TEXT BLOCK -
▽

Q. No Child Left Behind. Very big topic in education. Is it really making a difference in our schools?
Yes, it is making a difference, but I am not sure if it is positive. Radical and healthy proposals are embedded in NCLB. First and foremost: The nation is committing itself to the goal of having children of all circumstances—regardless of their special need—proficient academically. That is a profound, healthy change in our understanding of what we owe children in their education. It's been my commitment for the past 20 years.
The implementation of NCLB, though, is quite challenging. The rules, as they have been promulgated at the Department of Education, have all sorts of intricate constraints. The Federal regulations, for instance, set some tough constraints on how states could establish their benchmarks over the next 12 years—benchmarks that lead to students in all conditions reaching proficiency, regardless of their circumstances.
Q. Do you think it (NCLB) will evolve into something different in five years, ten years? Do you think it has to evolve?

△

REQUIRED WORK -
a – Decide whether each statement agrees with the interview on No Child Left Behind, answering yes or no and quoting the words of the interview that settle it. (i) The speaker has held the goal of academic proficiency for all children as a commitment for 20 years. (ii) The speaker is certain that the difference NCLB is making is positive. (iii) Federal regulations place tough constraints on how states could set their benchmarks over the next 12 years.
b – According to the interview on No Child Left Behind, where were the NCLB rules promulgated?

EXTRACTED MATERIAL -
▽

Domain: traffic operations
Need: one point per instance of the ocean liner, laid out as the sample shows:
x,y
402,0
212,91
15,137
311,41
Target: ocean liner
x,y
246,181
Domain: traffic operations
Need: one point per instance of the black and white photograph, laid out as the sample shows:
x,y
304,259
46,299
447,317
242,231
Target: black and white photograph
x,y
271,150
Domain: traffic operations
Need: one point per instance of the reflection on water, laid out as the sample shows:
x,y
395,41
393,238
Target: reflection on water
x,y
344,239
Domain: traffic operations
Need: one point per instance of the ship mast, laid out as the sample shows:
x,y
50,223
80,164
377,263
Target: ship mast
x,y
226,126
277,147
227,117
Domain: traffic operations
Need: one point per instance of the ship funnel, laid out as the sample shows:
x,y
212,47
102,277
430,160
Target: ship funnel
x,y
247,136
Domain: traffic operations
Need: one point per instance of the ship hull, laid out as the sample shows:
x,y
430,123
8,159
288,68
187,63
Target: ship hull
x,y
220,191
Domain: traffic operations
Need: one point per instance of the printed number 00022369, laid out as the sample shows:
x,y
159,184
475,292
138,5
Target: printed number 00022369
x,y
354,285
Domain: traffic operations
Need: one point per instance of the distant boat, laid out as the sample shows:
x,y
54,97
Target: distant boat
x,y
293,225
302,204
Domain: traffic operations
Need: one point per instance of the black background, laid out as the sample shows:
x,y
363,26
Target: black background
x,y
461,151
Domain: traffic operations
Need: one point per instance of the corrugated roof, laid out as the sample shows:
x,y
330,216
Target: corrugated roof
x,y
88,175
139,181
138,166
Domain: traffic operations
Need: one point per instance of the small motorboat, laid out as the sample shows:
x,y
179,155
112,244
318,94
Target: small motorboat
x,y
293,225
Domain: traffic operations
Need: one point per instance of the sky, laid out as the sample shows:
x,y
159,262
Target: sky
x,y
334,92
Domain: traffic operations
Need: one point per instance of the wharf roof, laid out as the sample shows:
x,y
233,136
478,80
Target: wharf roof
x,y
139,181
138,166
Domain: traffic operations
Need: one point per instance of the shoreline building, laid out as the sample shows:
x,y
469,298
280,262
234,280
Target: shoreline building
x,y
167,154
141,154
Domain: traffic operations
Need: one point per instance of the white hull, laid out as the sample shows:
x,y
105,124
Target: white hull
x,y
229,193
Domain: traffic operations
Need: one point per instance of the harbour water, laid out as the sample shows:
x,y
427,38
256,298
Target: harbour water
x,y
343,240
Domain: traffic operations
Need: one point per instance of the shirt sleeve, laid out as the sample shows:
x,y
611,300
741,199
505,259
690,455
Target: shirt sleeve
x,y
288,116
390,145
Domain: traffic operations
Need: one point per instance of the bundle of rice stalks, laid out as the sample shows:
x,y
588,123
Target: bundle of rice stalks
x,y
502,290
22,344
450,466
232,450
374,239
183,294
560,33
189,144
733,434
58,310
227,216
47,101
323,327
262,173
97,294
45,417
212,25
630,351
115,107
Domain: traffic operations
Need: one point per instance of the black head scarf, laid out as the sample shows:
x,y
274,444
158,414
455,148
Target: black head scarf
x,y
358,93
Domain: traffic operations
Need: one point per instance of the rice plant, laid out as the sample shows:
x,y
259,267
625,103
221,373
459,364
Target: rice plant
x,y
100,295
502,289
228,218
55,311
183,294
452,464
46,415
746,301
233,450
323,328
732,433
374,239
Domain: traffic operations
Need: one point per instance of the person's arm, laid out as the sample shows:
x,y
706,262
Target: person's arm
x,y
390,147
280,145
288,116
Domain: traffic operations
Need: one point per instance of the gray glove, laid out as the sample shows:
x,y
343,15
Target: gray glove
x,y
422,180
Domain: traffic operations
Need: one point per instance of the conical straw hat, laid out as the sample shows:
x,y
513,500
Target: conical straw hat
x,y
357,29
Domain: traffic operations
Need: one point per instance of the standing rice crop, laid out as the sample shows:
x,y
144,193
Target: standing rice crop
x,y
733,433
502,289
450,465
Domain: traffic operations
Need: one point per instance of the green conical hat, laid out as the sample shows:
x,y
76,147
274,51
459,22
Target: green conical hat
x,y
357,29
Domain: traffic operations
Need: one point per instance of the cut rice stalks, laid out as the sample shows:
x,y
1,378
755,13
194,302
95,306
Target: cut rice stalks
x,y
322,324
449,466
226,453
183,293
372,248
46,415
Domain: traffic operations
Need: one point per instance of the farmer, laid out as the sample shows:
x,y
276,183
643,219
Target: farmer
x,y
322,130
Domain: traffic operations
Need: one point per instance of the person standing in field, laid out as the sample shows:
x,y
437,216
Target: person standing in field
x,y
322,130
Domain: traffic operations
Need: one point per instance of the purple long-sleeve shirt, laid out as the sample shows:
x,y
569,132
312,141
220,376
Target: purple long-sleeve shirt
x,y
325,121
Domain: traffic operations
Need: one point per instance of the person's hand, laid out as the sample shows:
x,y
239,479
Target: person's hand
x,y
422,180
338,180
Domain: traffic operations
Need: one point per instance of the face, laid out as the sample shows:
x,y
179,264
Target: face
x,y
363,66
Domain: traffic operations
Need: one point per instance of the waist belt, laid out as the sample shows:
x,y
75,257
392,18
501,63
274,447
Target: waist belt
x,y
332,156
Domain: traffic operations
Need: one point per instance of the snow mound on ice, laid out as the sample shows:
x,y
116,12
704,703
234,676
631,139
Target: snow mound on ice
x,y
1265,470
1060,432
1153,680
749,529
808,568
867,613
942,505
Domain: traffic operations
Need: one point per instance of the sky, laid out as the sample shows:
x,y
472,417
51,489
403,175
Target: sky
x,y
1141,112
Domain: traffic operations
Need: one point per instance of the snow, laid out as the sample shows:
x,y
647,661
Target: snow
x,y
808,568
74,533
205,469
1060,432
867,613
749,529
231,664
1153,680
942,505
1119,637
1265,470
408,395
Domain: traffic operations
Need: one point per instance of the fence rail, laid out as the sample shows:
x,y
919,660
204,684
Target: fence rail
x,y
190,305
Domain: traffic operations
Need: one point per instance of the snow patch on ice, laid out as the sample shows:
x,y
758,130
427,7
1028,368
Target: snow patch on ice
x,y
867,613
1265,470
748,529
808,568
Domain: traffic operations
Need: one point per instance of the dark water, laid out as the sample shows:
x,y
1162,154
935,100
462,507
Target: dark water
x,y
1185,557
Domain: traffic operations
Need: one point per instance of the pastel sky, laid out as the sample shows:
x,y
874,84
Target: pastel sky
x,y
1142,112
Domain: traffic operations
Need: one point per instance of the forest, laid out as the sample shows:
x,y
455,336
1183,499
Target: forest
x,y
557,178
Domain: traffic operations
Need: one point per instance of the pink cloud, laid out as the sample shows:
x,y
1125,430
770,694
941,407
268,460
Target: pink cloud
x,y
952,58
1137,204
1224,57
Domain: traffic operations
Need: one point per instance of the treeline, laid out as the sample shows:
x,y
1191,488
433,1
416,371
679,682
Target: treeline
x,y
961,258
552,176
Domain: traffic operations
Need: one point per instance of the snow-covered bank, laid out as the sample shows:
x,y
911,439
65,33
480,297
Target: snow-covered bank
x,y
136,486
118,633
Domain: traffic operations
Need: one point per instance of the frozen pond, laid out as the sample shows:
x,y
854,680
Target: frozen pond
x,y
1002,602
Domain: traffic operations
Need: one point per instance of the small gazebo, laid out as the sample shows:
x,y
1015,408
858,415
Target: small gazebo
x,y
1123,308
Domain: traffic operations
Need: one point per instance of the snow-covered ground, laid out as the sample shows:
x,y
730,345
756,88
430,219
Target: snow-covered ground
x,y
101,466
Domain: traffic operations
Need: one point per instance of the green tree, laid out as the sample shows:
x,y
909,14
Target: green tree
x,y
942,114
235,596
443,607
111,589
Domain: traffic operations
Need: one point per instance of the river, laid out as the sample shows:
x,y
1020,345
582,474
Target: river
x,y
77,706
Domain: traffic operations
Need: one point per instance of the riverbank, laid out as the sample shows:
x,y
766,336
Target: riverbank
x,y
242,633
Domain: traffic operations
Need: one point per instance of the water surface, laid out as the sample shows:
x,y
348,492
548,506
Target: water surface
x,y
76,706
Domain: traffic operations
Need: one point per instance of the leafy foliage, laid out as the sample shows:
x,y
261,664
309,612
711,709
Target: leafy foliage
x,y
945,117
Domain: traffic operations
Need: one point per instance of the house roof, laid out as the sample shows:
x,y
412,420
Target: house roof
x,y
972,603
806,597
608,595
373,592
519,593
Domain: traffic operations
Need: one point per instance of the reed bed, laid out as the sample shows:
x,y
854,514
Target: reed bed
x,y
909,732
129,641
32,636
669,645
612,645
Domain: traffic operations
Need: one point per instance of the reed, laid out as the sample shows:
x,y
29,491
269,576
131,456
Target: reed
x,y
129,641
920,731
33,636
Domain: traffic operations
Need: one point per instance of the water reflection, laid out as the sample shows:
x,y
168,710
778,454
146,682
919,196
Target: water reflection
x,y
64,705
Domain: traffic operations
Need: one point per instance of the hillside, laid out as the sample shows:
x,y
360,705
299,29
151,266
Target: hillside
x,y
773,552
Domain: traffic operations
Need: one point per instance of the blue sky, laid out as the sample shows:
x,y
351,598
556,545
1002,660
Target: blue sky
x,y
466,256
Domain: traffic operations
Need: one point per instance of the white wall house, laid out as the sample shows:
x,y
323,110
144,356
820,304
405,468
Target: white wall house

△

SOLVED TASKS -
a –
(i) Yes: "It's been my commitment for the past 20 years."
(ii) No: "I am not sure if it is positive."
(iii) Yes: "The Federal regulations, for instance, set some tough constraints on how states could establish their benchmarks over the next 12 years"

b – At the Department of Education.